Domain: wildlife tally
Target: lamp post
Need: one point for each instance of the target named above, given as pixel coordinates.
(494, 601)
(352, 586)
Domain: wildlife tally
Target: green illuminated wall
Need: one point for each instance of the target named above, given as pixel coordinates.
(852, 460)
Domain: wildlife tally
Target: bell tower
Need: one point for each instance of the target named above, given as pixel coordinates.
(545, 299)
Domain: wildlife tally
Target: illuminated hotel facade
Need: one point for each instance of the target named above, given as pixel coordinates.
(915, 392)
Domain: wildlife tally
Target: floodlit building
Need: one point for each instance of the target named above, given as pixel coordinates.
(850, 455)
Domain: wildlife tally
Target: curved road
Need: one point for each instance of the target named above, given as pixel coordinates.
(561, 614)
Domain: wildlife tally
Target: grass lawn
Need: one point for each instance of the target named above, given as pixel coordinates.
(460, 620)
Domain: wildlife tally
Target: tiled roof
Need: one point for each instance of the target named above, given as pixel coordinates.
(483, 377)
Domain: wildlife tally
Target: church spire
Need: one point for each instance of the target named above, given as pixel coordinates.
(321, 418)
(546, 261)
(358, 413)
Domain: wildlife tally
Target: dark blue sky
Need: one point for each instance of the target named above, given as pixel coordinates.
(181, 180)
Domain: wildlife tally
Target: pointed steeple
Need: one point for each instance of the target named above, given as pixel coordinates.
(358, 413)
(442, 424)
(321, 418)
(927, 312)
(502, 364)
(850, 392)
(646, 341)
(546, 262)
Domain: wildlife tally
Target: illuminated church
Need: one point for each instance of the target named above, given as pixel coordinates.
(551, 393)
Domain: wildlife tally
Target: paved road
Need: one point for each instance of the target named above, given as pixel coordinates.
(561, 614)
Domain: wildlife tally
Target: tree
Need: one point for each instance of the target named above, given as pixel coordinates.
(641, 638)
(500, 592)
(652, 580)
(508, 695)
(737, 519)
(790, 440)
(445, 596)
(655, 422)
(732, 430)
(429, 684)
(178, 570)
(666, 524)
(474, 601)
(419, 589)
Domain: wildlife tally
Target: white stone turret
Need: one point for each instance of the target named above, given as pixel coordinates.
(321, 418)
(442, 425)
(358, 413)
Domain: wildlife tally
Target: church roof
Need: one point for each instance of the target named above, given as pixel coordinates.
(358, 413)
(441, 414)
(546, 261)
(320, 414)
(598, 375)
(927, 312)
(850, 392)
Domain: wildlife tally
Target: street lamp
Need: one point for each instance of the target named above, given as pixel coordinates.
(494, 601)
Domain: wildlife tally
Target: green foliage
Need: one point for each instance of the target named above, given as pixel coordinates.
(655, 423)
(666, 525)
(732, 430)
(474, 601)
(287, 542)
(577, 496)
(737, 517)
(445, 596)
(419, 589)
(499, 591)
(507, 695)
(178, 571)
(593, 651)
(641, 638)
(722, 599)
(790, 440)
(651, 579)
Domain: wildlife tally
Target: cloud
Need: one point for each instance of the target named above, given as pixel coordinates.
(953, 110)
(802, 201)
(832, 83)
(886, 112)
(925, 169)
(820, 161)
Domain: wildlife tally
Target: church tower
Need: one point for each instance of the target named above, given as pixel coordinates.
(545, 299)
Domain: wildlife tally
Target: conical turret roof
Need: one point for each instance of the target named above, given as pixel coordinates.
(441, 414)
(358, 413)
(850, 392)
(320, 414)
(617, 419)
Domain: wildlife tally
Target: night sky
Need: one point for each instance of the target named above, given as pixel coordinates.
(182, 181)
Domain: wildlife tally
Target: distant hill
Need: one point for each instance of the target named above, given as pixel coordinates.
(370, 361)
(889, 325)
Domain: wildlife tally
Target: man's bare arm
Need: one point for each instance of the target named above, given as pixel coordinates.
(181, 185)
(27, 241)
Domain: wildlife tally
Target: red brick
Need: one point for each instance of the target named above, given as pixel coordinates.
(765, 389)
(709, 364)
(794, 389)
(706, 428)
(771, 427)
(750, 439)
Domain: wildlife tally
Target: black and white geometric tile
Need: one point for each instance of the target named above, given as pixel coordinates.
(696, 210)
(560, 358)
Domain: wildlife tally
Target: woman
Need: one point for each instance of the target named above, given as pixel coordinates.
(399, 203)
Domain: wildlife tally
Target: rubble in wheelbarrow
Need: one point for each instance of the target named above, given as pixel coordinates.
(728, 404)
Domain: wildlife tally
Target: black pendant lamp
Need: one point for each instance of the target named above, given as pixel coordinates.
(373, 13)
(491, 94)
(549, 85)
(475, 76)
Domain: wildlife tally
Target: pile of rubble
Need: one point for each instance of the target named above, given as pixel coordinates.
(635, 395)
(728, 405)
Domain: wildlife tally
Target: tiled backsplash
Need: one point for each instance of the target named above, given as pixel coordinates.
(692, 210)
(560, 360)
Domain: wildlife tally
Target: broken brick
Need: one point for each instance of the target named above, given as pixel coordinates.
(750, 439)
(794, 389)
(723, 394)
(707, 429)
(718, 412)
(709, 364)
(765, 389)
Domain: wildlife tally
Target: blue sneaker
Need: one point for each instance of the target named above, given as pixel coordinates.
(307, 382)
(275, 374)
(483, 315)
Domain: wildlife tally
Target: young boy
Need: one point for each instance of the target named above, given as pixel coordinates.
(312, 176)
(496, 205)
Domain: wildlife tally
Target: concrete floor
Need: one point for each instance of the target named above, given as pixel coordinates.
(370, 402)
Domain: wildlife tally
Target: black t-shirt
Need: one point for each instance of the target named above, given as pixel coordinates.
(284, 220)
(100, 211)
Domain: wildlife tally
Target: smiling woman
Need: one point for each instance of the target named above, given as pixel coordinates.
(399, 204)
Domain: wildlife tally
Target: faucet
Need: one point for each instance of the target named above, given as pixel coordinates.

*What you have to do*. How many lines in the items above contain the word "road"? Reply with the number alone.

*Solved problem*. 2